== Segment start ==

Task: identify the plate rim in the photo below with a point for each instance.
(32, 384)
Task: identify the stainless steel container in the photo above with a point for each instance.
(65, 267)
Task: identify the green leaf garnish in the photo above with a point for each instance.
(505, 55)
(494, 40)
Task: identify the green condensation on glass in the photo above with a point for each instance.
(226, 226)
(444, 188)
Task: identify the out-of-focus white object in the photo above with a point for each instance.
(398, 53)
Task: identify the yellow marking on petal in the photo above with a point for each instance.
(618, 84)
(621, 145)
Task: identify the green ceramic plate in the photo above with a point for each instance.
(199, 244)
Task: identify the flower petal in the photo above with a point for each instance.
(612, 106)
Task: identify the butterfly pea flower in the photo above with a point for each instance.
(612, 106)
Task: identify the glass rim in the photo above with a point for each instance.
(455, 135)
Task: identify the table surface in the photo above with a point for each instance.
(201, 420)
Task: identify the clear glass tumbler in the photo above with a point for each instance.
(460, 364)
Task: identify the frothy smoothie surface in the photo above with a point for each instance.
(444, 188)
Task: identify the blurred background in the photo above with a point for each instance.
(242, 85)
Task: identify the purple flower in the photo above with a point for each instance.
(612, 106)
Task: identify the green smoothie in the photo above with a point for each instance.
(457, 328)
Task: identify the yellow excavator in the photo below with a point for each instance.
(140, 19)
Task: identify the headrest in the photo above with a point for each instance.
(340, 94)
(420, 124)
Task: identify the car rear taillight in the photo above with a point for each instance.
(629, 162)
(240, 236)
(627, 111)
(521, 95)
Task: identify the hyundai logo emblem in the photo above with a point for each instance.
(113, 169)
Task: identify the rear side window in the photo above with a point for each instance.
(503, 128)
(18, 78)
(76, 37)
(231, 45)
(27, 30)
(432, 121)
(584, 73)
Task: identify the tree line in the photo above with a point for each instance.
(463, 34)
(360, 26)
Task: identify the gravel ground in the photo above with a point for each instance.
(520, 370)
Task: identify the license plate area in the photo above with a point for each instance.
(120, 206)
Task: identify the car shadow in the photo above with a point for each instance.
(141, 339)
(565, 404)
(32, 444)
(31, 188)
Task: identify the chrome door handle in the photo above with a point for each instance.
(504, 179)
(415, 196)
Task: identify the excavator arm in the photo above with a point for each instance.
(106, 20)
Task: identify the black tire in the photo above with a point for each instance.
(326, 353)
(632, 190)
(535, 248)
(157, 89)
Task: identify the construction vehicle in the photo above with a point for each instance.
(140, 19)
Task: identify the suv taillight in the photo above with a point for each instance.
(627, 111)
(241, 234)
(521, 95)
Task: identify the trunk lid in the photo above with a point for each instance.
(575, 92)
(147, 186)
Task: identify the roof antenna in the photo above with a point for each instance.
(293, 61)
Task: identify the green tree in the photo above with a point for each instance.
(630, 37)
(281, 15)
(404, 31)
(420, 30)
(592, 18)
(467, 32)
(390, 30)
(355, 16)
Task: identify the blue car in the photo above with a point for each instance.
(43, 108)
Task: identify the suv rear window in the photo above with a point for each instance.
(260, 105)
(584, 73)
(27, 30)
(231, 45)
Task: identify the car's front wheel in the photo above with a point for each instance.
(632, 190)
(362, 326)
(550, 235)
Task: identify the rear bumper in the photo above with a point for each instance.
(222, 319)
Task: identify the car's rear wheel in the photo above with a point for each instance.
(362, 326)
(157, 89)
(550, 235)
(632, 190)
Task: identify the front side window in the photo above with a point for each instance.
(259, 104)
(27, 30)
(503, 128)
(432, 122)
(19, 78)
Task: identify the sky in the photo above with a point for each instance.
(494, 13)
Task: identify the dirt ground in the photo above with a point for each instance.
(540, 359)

== Segment end ==

Exercise requirements: Print the whole listing exactly as it is.

Output of the task:
Task: identify the plate rim in the photo below with a point for each instance.
(32, 384)
Task: identify the stainless steel container in the photo above with a point for each instance.
(65, 267)
Task: identify the green leaf garnish in the photo above with a point for each instance.
(505, 55)
(494, 40)
Task: identify the green condensation on glass in the photo above with a point for each instance.
(226, 226)
(444, 188)
Task: identify the out-of-focus white object in the photo above with a point for each instance.
(398, 53)
Task: identify the yellow marking on petal in the photo above with a point for each instance.
(618, 84)
(621, 145)
Task: identify the green ceramic plate in the photo above with a point for each instance.
(199, 244)
Task: identify the flower petal in the photo above with a point for each instance.
(612, 106)
Task: identify the butterfly pea flower in the photo above with a point for each instance.
(612, 106)
Task: identify the glass rim in the photo above with a point for each instance.
(455, 135)
Task: identify the table surface in the photo above with a point for each instance.
(201, 420)
Task: identify the clear glass tumbler in the photo above with a point for each instance.
(460, 364)
Task: identify the frothy smoothie surface in the photo above with a point for each instance.
(444, 188)
Task: identify the blurred background in the photo above with a point for each instance.
(242, 85)
Task: identify the purple flower in the photo above with a point for each instance.
(612, 106)
Task: identify the green smoothie in the photo above with a point for each instance.
(457, 328)
Task: identify the yellow excavator in the photo below with a point for each instance.
(140, 19)
Task: identify the headrest in the photo above with a point for each instance.
(340, 94)
(420, 124)
Task: identify the car rear taillight in the photo above with a point for each instance.
(629, 162)
(240, 236)
(627, 111)
(521, 95)
Task: identify the hyundai logo emblem in the photo above with a point for each instance.
(113, 169)
Task: identify the rear side window in the photo above with a point for each instance.
(503, 128)
(18, 78)
(76, 37)
(231, 45)
(27, 30)
(432, 121)
(584, 73)
Task: identify the tree line in the photo above with a point for each instance.
(463, 34)
(360, 26)
Task: identify the gravel ground in the photo above with a point for each instance.
(520, 370)
Task: identify the license plate area in the photo above with a point for each instance.
(120, 206)
Task: identify the car shadow in the photo above with a point for each instance.
(141, 339)
(565, 404)
(32, 444)
(31, 188)
Task: identify the chrome door handle in the photo above with a point for each instance.
(504, 179)
(415, 196)
Task: identify the excavator arm in the photo above with a point for each instance.
(106, 20)
Task: identify the black tire in the photo above with a point for each instance.
(326, 353)
(632, 190)
(535, 248)
(157, 89)
Task: identify the construction vehicle in the photo above with a point for each instance.
(140, 19)
Task: identify the suv taillight in the photo above with a point for each instance.
(627, 111)
(241, 234)
(521, 95)
Task: identify the trunk lid in the photo above with a point for each instance.
(575, 92)
(147, 186)
Task: identify the roof antenna in the photo above with a point for each instance.
(293, 61)
Task: identify the green tree in the photo above with a point for each instance.
(630, 37)
(281, 15)
(404, 31)
(420, 30)
(592, 18)
(467, 32)
(390, 30)
(355, 16)
Task: identify the blue car in the photo above with a point for each instance.
(43, 108)
Task: identify the suv rear window in the photo above with a point for each instance.
(260, 105)
(584, 73)
(27, 30)
(231, 45)
Task: identify the car's front wheel in the photo above with a point for each instance.
(632, 190)
(362, 326)
(550, 235)
Task: identify the rear bumper in the photo above with a point for each instance.
(222, 319)
Task: identify the car's rear wheel in the photo above with a point for each instance.
(362, 326)
(157, 89)
(550, 235)
(632, 190)
Task: identify the front side window in the photo above with a point for each instance.
(259, 104)
(27, 30)
(503, 128)
(432, 122)
(19, 78)
Task: identify the sky in the photo above with a point for each instance.
(494, 13)
Task: identify the dirt ground in the photo above with a point for each instance.
(540, 359)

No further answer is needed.